-- start SOURCE EXTRACT --

The Arab League Summit is set for March 29-30, 2008 in Damascus Syria. Today we are pleased to share several essays published through bitterlemons-international.org, a forum for sharing perspectives on Middle East developments. Bitterlemons "aspires to engender greater understanding about the Middle East region and open a new common space for world thinkers and political leaders to present their viewpoints and initiatives on the region." 

Additional materials from SUSRIS and related resources will be posted to our new SUSRIS Special Section addressing next week's summit.

 

Getting through Damascus 
Mohamed Abdel Salam

Ever since 2001, when Arab countries decided to hold a "leaders' summit" regularly, nearly no summit has taken place without problems. Even before then, Arab summits were not an easy affair: Arab countries disagreed regarding the necessity of some meetings and the content of resolutions adopted, there were personal problems among some of the leaders scheduled to participate, and there were sensitivities regarding the role of the host, convener or chairman vis-a-vis the other leaders. With few exceptions, Arab public opinion was not satisfied with the resolutions issued by the summits. Almost all summits witnessed problems at the level of representation, agenda, management of the sessions and final decisions. For decades, the "summit institution" was too crisis-ridden to be turned into a regular meeting. 

The last Arab Summit was held in Riyadh in March 2007.  Click here for the SUSRIS Special Section on the Arab Summit.These problems were merely exacerbated when the summit became an annual event. The problems began with a new factor: the venue of the summit. It was agreed that the summits be convened consecutively in the Arab capitals according to alphabetical order. Every capital destined to host the meeting began to dump its regional problems on the summit. This is currently happening with Damascus.

-- end SOURCE EXTRACT --

EXERCISE SET
1 > Set down the passage of the summit article from "Getting through Damascus" to "a regular meeting." word for word.
2 > Decide whether each statement below agrees with the summit article. Answer yes or no for each and quote the words of the article that decide it.
(a) The summits are to be held in Arab capitals in alphabetical order.
(b) The last Arab Summit took place in Damascus in March 2007.
(c) Arab public opinion was generally satisfied with the resolutions issued by the summits.
3 > Write the next part of the summit article, beginning after its final sentence.

-- start INFORMATION SHOWN --

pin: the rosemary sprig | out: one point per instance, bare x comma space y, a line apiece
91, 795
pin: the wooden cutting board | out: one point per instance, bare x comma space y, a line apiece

-- end INFORMATION SHOWN --

SOLVED PROBLEMS
1 >
Getting through Damascus 
Mohamed Abdel Salam

Ever since 2001, when Arab countries decided to hold a "leaders' summit" regularly, nearly no summit has taken place without problems. Even before then, Arab summits were not an easy affair: Arab countries disagreed regarding the necessity of some meetings and the content of resolutions adopted, there were personal problems among some of the leaders scheduled to participate, and there were sensitivities regarding the role of the host, convener or chairman vis-a-vis the other leaders. With few exceptions, Arab public opinion was not satisfied with the resolutions issued by the summits. Almost all summits witnessed problems at the level of representation, agenda, management of the sessions and final decisions. For decades, the "summit institution" was too crisis-ridden to be turned into a regular meeting.

2 >
(a) Yes: "It was agreed that the summits be convened consecutively in the Arab capitals according to alphabetical order."
(b) No: "The last Arab Summit was held in Riyadh in March 2007."
(c) No: "With few exceptions, Arab public opinion was not satisfied with the resolutions issued by the summits."

3 >
The venue issue has caused additional problems. There are capitals like Baghdad that will not host a summit in the foreseeable future. Differences among some of the capitals have led many leaders to stay away from participation. In addition, other complications have led most of the Gulf capitals to waive their role in hosting the summit for the benefit of the next on the list. A Saudi proposal appeared in 2007 to establish a permanent headquarters for holding the summit in the Egyptian town of Sharm el-Sheikh, precisely in order to avoid these problems. 

But before anything could change, the process reached Damascus, the self-styled heart of Arabism. It has been understood since the close of the Riyadh summit last year that Damascus would not be one of the easier Arab stations. At that time, the possibility was broached to waive Damascus in favor of the next capital. The issue was not related to the fact that the president of the host country becomes chairman of the summit or that the host capital dominates the meeting and invitation arrangements and usually seeks to determine many of the items on the agenda. Rather, it touched on the more serious issues of Damascus' policies and the attitude of the key Arab countries toward them.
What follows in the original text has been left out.